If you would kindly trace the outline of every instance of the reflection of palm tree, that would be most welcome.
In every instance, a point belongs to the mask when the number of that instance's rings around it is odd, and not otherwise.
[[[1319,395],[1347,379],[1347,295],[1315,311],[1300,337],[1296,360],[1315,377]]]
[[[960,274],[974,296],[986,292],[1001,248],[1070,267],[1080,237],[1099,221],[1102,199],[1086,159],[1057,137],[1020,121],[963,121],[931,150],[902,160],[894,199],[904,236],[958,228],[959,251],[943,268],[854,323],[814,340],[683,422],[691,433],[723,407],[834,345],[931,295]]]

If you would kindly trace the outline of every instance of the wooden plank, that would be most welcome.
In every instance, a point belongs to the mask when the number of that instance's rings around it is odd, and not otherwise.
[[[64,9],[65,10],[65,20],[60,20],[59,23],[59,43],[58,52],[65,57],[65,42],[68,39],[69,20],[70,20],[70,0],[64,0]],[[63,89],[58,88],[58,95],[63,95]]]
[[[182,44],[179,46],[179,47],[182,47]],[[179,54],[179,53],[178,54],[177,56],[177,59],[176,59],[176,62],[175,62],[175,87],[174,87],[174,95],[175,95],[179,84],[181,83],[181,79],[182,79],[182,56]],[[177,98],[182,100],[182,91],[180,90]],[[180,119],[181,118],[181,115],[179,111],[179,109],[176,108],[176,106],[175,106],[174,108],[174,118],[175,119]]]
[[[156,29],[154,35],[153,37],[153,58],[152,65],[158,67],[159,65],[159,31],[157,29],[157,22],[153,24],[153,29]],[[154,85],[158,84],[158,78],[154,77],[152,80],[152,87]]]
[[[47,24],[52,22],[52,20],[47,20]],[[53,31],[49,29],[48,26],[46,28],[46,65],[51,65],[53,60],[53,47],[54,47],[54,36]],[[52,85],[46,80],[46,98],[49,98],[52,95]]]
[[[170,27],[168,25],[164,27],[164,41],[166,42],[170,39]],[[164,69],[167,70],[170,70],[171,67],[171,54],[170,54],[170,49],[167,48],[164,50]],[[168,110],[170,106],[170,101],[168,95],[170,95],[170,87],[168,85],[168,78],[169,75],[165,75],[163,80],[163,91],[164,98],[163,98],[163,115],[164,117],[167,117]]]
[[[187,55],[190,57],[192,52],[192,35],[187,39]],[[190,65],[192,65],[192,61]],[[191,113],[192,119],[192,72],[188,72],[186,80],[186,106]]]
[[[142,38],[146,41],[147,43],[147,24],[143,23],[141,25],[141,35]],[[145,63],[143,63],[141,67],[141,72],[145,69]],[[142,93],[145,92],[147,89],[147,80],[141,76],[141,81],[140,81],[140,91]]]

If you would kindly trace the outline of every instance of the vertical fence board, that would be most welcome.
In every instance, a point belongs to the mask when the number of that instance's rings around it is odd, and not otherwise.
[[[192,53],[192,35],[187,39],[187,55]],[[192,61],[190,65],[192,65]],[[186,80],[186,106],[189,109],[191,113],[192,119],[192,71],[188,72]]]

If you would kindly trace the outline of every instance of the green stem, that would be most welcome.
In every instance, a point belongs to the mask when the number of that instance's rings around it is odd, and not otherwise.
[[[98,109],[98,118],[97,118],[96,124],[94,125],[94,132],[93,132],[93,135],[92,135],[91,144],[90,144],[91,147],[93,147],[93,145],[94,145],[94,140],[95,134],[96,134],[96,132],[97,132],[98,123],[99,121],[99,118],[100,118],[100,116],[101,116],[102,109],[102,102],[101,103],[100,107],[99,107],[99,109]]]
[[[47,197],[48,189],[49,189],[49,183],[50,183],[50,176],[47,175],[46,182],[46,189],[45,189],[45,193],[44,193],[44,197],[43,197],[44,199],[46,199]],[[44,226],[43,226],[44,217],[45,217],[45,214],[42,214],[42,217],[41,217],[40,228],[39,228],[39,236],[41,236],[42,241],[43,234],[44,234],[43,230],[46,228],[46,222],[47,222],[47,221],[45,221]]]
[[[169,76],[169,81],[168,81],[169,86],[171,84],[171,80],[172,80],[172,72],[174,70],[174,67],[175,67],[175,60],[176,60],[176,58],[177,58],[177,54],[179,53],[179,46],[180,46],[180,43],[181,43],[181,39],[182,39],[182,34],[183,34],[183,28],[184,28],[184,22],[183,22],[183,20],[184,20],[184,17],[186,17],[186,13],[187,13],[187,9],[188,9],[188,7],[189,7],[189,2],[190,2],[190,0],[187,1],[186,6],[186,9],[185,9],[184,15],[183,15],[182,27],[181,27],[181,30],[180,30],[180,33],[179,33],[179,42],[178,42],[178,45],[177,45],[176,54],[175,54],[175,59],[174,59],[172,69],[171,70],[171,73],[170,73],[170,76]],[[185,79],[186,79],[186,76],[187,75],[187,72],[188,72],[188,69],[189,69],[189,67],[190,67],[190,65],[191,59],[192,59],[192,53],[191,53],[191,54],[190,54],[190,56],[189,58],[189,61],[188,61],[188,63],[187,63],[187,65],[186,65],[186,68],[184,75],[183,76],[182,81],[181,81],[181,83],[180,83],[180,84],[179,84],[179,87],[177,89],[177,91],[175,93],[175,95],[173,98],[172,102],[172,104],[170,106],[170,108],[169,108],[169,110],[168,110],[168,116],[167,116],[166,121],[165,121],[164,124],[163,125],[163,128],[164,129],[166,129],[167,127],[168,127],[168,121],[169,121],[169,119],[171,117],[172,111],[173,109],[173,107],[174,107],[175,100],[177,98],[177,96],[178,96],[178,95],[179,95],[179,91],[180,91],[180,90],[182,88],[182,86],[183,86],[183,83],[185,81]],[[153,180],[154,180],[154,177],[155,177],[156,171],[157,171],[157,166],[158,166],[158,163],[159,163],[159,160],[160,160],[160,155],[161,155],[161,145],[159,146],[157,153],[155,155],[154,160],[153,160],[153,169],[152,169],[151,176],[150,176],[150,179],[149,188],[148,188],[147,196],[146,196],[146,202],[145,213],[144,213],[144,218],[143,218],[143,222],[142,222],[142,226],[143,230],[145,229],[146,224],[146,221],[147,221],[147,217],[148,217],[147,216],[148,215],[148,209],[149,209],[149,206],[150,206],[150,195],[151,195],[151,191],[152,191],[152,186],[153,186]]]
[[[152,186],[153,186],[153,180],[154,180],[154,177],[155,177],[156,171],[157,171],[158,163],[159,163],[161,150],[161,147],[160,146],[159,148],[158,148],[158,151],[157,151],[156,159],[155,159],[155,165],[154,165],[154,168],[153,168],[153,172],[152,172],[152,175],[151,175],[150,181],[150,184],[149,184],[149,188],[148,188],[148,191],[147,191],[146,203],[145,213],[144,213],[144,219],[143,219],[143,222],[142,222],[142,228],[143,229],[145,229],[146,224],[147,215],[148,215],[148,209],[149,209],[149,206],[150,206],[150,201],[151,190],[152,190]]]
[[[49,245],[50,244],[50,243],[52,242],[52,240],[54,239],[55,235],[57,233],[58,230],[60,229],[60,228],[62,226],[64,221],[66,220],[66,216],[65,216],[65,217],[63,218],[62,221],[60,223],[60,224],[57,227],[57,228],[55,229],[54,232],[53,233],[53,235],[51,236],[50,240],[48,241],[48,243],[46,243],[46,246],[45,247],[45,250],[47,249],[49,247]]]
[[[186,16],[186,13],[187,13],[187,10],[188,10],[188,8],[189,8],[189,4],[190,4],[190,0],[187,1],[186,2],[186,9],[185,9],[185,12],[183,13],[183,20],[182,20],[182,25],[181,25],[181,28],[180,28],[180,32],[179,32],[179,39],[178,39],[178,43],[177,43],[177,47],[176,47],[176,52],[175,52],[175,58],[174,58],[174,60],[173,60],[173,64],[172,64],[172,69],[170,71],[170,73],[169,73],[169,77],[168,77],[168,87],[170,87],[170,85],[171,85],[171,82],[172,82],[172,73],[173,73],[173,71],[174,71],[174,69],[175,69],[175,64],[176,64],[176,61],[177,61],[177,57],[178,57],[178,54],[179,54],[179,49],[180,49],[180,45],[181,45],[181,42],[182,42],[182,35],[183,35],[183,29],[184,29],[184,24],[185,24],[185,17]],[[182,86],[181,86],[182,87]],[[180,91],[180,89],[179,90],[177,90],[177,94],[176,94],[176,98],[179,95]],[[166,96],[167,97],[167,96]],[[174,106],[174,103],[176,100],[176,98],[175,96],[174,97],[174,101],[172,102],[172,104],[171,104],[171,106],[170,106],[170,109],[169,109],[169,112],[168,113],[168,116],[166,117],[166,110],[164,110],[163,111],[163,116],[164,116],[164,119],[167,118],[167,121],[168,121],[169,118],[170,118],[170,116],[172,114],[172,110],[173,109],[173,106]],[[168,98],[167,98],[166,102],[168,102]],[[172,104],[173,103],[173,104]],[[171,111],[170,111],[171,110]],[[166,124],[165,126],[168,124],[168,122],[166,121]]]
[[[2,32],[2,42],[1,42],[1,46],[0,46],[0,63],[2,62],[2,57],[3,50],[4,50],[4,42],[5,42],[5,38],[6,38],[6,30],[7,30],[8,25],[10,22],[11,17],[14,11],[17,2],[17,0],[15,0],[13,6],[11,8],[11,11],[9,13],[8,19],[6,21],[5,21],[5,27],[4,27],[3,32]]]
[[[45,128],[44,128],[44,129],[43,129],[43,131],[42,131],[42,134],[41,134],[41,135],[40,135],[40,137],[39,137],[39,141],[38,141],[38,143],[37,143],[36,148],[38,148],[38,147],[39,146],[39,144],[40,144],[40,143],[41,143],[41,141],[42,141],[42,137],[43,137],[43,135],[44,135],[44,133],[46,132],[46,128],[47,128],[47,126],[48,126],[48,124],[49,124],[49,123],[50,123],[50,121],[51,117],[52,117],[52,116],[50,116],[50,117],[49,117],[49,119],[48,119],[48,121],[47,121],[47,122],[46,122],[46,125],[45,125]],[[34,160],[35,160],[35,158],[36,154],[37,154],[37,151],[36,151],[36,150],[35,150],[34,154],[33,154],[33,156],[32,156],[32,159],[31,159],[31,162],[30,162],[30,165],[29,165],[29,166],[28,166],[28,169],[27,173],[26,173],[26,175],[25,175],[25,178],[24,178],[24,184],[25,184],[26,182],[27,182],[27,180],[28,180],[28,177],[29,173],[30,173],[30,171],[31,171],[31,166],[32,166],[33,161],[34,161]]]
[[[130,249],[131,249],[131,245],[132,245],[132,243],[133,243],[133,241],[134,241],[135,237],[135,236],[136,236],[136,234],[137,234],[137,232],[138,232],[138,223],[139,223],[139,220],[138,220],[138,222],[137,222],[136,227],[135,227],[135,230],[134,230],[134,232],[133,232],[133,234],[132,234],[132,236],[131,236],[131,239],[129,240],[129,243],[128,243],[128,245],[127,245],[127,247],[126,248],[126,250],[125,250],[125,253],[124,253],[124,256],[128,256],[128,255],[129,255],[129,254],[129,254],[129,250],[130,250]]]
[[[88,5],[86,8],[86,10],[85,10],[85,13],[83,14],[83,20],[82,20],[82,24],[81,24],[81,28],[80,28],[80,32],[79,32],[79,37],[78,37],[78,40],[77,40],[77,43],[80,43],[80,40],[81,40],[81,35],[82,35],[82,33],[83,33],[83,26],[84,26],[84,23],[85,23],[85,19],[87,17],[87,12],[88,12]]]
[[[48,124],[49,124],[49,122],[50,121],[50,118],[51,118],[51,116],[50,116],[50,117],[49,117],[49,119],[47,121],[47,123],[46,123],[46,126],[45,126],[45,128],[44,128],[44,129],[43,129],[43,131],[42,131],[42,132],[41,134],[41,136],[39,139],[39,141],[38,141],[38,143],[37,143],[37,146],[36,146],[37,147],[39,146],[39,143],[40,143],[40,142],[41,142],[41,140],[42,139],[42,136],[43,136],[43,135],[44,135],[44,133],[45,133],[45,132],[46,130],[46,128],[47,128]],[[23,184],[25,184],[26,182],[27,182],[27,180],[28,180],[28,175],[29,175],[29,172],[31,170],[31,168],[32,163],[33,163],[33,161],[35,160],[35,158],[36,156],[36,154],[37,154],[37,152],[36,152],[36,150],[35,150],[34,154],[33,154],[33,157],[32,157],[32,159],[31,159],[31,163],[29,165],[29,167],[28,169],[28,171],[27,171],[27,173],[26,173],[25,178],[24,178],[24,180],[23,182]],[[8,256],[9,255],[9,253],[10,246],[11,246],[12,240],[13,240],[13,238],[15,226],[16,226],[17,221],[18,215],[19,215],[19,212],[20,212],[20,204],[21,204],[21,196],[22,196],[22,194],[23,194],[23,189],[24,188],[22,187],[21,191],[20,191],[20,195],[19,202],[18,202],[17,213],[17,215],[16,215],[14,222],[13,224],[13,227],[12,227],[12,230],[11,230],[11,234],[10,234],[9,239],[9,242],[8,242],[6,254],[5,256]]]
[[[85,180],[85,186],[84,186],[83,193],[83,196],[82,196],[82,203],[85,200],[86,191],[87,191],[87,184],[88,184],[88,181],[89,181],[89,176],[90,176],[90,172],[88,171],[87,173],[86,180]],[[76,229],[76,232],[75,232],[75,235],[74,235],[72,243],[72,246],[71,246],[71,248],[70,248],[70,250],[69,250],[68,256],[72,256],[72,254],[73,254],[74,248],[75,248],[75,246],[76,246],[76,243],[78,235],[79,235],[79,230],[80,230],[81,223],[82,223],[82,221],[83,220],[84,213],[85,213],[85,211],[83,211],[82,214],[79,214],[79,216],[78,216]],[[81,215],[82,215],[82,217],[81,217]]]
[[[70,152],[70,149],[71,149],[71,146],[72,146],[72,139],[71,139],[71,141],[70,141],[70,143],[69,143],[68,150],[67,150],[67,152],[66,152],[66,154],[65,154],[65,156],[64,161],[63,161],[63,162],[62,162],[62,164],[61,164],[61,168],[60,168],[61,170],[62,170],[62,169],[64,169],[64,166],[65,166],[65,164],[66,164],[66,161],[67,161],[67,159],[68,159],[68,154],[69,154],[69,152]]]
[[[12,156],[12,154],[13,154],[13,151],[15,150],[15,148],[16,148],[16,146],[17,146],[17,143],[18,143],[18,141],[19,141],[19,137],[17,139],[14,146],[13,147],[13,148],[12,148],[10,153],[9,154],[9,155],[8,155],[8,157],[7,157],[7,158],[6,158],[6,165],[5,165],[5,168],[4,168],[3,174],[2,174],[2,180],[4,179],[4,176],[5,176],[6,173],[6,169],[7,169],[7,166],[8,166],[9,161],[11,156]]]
______________________________
▶ _WORK INSTRUCTIONS_: Count the lines in the items above that contain the word "kindly". Reply with the number alone.

▶ _WORKED ANSWER_: 4